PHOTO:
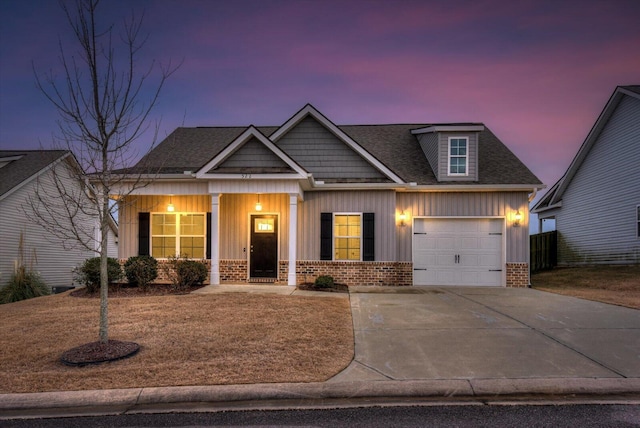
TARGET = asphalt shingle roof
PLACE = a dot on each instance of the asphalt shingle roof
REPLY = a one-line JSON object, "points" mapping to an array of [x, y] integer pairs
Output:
{"points": [[189, 149], [30, 163]]}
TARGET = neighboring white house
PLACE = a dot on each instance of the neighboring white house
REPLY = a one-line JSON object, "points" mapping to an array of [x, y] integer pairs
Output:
{"points": [[404, 204], [21, 173], [596, 203]]}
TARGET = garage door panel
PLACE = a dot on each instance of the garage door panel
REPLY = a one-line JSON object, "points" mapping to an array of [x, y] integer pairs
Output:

== PROBLEM DESCRIPTION ==
Convert the lines above into a numbered list, omitting any blank lines and leaving the pictures out.

== RESPONSE BELOW ==
1. PHOTO:
2. TARGET = asphalt shingle roof
3. PLACE = a dot on each instance of the asphalt shingle roof
4. REPLY = a one-line JSON object, "points" mapping to an array of [x, y] integer pairs
5. Output:
6. {"points": [[189, 149], [30, 163]]}
7. TARGET = neighboring white house
8. PLACE = a dot on each instance of the neighboring white house
9. REPLY = a one-line JSON object, "points" mapping to an array of [x, y] integer pairs
10. Output:
11. {"points": [[404, 204], [21, 173], [596, 203]]}
12. TARGET = garage door panel
13. PLACE = a dot on each instance of the garage door panel
14. REPLY = a one-line JSON object, "points" mapping to an array of [x, y] integer pairs
15. Output:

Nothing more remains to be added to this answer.